Einträge zur Positionsbestimmung
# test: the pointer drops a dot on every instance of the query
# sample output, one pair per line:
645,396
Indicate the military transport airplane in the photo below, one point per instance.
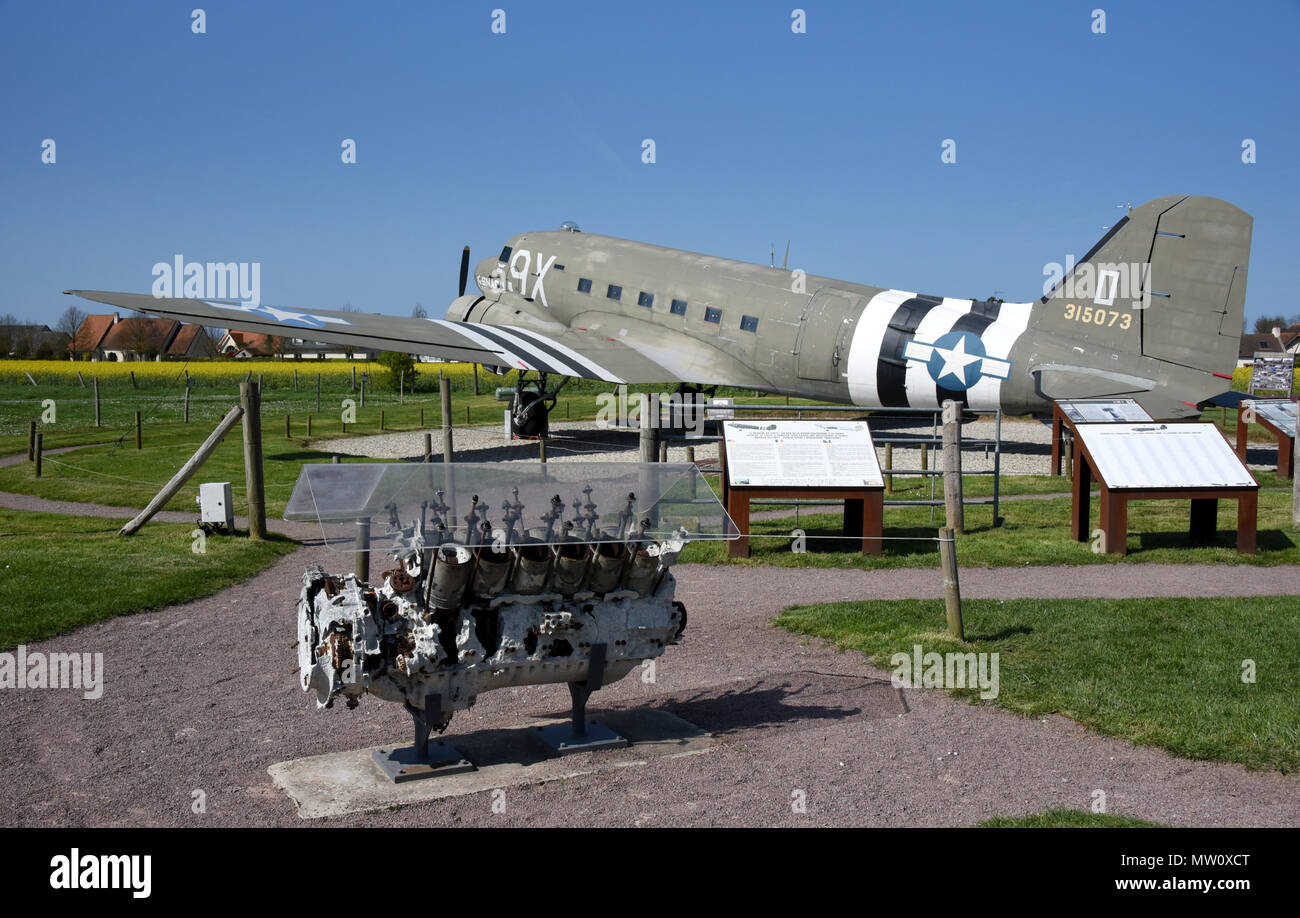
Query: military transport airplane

Deine Aufgabe - Stelle alle Zeilen der Einträge oben als Markdown-Tabelle mit den Spalten „Nr.“ und „Zeile“ dar und lass Leerzeilen weg. Nimm die Bilder nicht in die Antwort auf.

Lösung -
| Nr. | Zeile |
|---|---|
| 1 | # test: the pointer drops a dot on every instance of the query |
| 2 | # sample output, one pair per line: |
| 3 | 645,396 |
| 4 | Indicate the military transport airplane in the photo below, one point per instance. |
| 5 | Query: military transport airplane |